= San Domenico, Narni =

Building in Narni, Italy

San Domenico is a Romanesque style church located on via Mazzini in the center of the town of Narni in the province of Terni, region of Umbria, Italy.

==History==
The church was erected putatively at the site of a pagan temple dedicated to Minerva. This church was once the town's cathedral and dedicated to Santa Maria Assunta. It was rededicated to St Dominic and assigned to monks of the Dominican order in 1304. The church has undergone a number of refurbishments. The stone facade has an eclectic collection of Romanesque sculpture with both plants, animals, and framed busts of the apostles. The windows vary in size. The interior has three naves, divided by broad pillars. On the walls of the nave are frescoes dating from the 13th to the late 16th century. The second pillar has a fresco depicting the Crucifixion attributed to the Master of the Dormition. On the left-hand nave, a fresco depicts the Virgin and child with Saints Dominic and Thomas attributed to followers of Pier Matteo d'Amelia. A marble tabernacle once in the church attributed to followers of Agostino di Duccio, has been moved to the Pinacoteca Civica.

The Chapel of the Rosary was frescoed by late 15th century by Flemish artists with stories from Genesis. The crypt likely dates to before the 12th century.

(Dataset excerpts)
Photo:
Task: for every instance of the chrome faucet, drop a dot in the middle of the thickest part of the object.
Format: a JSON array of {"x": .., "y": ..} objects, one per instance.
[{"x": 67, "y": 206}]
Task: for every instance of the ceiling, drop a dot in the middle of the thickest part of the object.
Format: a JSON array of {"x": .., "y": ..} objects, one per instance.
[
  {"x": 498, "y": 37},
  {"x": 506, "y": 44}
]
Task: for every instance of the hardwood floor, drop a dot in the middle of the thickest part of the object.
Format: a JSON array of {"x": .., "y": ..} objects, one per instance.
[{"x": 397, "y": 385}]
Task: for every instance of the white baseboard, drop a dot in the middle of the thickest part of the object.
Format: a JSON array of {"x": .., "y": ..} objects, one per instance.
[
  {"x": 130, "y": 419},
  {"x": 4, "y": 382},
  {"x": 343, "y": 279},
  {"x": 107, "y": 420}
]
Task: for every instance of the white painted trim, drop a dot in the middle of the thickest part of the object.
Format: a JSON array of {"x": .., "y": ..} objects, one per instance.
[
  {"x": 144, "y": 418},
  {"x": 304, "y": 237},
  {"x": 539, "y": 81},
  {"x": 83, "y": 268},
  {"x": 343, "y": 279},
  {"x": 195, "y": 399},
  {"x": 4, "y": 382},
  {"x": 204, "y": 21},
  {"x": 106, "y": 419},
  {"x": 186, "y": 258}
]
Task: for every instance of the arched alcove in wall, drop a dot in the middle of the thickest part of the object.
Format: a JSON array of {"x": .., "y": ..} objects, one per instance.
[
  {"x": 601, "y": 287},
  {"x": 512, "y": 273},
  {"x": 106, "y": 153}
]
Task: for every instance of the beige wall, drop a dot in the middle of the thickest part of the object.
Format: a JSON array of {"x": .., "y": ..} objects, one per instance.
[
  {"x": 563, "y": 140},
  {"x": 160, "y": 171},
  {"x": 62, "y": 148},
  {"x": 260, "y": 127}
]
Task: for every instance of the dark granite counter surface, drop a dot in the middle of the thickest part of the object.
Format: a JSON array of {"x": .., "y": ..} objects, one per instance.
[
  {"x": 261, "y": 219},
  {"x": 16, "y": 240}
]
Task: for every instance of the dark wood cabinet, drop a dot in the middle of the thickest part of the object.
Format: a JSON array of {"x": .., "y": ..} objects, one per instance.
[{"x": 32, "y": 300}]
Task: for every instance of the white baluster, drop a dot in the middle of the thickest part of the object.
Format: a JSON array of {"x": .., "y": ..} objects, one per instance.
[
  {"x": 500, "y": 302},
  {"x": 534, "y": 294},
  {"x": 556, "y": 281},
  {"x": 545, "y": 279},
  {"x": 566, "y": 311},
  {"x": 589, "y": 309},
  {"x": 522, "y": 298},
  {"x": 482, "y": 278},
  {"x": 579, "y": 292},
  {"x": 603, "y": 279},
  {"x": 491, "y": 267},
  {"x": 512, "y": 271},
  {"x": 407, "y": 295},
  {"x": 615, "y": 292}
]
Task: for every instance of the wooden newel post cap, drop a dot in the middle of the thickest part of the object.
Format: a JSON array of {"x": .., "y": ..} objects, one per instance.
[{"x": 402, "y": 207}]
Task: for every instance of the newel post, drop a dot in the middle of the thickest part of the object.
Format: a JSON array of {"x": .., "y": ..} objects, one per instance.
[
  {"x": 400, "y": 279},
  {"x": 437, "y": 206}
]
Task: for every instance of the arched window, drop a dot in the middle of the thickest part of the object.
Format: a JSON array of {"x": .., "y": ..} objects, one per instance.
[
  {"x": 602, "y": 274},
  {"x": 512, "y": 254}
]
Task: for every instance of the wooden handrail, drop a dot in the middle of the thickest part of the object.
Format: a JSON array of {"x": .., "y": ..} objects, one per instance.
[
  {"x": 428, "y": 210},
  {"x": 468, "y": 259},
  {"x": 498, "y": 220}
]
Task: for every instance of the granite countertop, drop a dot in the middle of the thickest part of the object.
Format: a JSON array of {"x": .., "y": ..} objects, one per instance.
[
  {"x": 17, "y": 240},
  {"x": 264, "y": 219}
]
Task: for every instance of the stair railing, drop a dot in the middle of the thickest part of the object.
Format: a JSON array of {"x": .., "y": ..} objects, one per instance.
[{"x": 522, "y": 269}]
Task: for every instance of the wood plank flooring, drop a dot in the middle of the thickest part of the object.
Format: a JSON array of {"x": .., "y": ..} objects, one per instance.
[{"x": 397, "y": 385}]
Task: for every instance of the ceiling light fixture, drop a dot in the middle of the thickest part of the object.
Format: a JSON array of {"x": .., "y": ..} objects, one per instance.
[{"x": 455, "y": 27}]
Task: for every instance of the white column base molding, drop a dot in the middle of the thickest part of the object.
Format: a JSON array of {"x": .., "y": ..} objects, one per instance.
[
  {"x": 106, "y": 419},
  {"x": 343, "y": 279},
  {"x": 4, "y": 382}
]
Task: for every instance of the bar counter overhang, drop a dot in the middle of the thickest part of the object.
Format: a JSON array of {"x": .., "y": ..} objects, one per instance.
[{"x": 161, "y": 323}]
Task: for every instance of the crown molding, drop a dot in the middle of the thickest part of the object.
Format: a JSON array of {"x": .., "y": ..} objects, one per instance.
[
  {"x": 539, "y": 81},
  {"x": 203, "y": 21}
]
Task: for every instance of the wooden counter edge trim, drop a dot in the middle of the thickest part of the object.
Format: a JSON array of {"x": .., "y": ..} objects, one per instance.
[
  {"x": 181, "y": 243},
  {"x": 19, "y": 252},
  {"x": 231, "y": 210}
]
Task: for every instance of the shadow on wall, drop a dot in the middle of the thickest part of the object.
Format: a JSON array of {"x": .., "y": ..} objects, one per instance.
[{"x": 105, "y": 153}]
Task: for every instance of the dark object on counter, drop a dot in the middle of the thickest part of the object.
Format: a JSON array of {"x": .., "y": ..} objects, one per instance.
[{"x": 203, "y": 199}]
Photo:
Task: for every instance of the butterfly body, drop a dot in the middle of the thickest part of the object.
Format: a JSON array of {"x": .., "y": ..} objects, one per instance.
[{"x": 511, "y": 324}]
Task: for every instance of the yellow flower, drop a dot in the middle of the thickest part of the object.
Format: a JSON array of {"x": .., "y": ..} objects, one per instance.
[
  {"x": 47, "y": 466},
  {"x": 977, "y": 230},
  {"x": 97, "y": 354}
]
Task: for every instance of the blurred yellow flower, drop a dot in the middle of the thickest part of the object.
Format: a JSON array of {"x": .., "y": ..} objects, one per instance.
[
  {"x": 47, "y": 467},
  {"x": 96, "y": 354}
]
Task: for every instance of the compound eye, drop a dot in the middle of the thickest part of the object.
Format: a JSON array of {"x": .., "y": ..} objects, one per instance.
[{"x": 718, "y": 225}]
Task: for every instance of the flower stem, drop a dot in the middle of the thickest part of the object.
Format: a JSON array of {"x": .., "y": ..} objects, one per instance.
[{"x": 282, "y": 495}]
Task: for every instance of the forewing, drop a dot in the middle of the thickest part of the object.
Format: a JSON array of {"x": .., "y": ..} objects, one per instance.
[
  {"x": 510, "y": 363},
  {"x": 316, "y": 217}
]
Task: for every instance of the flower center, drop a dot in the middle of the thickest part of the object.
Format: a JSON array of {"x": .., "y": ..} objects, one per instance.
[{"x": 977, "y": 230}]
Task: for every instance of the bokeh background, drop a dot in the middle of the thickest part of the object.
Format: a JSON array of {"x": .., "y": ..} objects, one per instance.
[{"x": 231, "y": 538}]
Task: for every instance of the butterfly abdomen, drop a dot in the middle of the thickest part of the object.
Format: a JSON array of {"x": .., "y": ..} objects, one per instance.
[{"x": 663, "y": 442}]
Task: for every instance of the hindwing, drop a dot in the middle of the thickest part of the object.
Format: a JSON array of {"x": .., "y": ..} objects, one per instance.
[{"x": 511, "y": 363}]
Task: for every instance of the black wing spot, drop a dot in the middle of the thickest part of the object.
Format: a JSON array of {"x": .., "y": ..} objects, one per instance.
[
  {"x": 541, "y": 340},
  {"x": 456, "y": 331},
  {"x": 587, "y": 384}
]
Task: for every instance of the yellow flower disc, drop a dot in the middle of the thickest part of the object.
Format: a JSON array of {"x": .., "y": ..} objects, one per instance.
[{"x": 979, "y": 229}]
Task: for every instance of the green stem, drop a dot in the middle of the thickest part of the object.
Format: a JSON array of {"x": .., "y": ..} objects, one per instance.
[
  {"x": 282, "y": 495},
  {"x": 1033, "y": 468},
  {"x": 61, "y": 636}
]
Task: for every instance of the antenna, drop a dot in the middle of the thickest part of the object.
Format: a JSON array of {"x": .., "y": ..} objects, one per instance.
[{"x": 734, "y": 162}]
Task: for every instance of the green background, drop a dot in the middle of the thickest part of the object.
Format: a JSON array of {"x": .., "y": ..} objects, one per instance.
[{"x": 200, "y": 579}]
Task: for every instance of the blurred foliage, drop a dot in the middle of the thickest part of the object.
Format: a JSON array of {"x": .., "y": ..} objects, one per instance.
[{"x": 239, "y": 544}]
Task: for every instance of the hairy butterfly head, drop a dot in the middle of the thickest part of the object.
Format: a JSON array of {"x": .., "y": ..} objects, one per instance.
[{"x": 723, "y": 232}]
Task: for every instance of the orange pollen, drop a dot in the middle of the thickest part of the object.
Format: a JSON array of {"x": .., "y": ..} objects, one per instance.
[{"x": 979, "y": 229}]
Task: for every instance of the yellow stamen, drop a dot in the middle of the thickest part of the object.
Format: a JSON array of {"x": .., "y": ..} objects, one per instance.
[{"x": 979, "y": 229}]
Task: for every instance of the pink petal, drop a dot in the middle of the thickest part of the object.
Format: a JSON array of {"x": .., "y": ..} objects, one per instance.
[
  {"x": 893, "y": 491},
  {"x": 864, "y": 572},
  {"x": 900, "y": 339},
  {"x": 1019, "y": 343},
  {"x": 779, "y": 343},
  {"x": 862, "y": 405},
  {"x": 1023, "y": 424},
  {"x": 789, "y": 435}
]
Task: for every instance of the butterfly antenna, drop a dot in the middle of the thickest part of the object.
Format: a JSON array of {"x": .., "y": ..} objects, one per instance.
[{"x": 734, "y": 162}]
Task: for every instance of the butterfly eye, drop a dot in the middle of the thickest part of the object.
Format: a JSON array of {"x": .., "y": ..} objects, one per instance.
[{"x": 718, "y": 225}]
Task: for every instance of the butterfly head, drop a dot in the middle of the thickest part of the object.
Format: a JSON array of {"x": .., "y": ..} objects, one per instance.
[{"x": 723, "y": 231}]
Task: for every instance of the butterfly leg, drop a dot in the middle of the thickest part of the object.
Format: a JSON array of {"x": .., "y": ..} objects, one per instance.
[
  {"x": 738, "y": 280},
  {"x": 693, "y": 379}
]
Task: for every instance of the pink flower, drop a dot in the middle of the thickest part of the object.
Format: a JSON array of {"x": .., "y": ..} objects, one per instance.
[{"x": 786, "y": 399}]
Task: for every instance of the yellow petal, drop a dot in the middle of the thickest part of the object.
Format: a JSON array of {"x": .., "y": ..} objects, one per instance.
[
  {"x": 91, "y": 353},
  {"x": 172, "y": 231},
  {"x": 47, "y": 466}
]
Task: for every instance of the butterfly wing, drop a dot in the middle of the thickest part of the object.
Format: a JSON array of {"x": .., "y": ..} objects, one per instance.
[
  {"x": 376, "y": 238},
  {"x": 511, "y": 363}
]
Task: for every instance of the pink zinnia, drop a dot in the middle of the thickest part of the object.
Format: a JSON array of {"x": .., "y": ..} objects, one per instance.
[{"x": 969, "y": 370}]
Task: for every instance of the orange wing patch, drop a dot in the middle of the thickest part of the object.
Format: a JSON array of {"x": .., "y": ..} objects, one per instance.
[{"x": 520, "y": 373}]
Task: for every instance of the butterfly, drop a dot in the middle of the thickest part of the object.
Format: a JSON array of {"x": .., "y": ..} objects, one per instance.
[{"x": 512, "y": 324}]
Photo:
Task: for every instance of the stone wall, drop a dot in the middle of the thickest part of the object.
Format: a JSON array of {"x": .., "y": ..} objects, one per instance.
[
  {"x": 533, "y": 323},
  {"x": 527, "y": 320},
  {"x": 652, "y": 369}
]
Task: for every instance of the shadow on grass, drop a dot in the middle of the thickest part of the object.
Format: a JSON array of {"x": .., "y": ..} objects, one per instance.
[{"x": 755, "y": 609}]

Brief 1 -
Answer these questions using the article on San Domenico:
(a) On which street does the church stand?
(b) In what year was it rededicated to St Dominic?
(c) Who frescoed the Chapel of the Rosary?
Brief 2 -
Translate this sentence from the San Domenico article into Spanish: "The interior has three naves, divided by broad pillars."
Brief 3 -
List every artist that the San Domenico article names, by personal name or by title, in its attributions of works.
The rows have no connection to the text about San Domenico.

Exercise response 1 -
(a) Via Mazzini
(b) 1304
(c) Flemish artists

Exercise response 2 -
El interior tiene tres naves, divididas por amplios pilares.

Exercise response 3 -
Master of the Dormition
Pier Matteo d'Amelia
Agostino di Duccio